* **Aim of the exercise**: Show every line in the rows below that contains the string "vegetation", matching case exactly.

* **Exercise inputs**:

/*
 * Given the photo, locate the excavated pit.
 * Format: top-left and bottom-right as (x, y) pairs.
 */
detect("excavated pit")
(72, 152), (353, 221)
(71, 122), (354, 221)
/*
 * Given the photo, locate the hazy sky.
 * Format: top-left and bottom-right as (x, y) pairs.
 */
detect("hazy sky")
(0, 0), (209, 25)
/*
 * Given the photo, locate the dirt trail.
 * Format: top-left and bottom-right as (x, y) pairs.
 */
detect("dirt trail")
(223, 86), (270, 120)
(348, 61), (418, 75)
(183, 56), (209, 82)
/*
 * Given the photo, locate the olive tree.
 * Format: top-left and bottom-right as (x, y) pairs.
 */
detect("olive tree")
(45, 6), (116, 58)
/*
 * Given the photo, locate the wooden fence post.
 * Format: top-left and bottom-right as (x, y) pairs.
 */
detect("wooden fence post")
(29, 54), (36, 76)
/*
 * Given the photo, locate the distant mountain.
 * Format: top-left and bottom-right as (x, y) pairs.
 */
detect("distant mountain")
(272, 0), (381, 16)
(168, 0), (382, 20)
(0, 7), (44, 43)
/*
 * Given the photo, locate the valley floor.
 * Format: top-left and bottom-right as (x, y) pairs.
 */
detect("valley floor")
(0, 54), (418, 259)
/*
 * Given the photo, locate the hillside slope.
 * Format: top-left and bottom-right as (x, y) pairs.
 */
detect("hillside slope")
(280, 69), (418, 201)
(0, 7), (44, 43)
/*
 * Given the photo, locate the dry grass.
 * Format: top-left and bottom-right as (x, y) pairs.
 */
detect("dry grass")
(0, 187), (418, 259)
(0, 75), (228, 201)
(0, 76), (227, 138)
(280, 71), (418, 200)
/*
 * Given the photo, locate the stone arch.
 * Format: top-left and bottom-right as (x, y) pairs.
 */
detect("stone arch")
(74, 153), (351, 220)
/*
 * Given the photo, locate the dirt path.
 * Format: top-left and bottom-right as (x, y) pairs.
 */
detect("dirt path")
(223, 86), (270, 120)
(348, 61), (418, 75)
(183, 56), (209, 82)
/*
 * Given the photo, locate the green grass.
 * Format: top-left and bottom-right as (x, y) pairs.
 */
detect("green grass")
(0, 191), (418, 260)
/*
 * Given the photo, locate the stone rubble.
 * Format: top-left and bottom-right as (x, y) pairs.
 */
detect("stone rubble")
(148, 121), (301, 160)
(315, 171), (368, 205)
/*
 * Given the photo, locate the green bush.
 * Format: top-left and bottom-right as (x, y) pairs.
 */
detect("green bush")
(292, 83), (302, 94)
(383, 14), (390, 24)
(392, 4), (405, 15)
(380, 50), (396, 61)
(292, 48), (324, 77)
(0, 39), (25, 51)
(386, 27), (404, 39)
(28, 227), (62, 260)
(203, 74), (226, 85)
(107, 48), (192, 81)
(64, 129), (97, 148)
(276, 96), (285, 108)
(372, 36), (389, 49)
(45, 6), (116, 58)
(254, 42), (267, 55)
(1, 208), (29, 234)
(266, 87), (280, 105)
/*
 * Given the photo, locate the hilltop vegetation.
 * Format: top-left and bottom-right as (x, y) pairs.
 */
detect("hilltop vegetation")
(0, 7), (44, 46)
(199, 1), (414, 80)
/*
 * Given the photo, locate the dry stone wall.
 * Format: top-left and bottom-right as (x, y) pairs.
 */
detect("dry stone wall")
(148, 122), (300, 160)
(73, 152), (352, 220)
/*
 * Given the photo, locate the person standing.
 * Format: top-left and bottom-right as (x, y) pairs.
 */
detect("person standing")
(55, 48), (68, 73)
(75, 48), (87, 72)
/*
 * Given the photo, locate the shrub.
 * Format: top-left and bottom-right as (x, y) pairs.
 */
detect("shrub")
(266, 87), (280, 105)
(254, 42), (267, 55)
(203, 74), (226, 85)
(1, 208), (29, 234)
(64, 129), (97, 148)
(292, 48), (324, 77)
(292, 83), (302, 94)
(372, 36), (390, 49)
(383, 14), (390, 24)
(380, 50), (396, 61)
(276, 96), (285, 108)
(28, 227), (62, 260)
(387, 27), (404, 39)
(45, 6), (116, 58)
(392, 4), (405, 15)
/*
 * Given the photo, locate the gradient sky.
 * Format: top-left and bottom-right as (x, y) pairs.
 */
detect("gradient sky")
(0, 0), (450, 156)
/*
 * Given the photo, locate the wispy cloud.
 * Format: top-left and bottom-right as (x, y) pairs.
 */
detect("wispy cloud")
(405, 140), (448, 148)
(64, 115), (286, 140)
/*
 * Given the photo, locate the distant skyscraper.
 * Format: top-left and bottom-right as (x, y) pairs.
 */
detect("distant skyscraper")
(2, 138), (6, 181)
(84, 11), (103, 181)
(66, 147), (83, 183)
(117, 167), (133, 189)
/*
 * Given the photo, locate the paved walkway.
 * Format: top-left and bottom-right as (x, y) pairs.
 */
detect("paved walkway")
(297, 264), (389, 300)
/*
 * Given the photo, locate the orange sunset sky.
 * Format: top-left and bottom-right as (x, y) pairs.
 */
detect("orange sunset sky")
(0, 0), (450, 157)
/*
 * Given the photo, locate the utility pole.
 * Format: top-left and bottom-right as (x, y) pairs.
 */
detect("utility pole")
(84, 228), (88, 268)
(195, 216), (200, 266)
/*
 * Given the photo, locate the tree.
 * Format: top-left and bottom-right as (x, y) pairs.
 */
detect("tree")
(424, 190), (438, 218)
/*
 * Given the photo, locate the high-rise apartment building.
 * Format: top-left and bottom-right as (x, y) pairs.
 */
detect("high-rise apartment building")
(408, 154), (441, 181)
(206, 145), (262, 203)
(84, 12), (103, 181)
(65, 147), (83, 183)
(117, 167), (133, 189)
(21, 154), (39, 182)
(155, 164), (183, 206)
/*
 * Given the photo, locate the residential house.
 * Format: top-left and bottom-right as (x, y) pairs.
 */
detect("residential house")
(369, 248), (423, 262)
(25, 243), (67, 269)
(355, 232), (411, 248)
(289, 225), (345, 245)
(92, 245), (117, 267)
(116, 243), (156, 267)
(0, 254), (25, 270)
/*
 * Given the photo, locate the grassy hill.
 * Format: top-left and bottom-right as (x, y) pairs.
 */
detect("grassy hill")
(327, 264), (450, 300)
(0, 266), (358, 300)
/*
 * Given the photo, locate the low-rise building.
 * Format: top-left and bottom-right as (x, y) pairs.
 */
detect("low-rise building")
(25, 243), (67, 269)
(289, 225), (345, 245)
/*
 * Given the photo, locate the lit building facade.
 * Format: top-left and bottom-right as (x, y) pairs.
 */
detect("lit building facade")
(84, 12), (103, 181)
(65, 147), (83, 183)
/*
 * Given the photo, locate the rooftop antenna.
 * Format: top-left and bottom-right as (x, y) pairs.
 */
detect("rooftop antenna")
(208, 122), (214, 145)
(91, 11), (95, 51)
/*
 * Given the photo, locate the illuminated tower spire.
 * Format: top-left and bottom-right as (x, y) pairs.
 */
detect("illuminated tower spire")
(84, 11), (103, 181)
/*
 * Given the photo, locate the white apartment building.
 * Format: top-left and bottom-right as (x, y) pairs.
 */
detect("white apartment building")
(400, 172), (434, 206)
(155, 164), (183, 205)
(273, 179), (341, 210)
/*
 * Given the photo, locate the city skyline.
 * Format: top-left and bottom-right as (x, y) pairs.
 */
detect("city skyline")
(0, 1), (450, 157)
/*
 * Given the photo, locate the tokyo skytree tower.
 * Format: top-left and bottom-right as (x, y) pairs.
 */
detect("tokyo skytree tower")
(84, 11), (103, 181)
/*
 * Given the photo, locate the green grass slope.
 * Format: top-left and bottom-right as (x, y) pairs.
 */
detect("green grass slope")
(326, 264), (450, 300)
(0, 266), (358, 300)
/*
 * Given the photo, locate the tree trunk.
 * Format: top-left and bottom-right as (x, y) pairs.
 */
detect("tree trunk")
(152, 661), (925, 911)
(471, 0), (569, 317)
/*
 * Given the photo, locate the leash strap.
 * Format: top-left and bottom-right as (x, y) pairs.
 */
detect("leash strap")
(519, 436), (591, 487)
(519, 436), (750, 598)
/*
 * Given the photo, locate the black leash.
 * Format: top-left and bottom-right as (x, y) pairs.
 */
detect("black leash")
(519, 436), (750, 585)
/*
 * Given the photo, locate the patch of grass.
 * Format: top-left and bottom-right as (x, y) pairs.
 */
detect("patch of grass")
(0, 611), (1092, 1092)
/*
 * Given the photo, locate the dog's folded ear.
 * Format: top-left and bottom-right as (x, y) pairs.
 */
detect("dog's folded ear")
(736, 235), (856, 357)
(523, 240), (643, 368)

* **Result of the exercise**:
 * Given the photo, locate the hilltop vegetation.
detect("hilltop vegetation")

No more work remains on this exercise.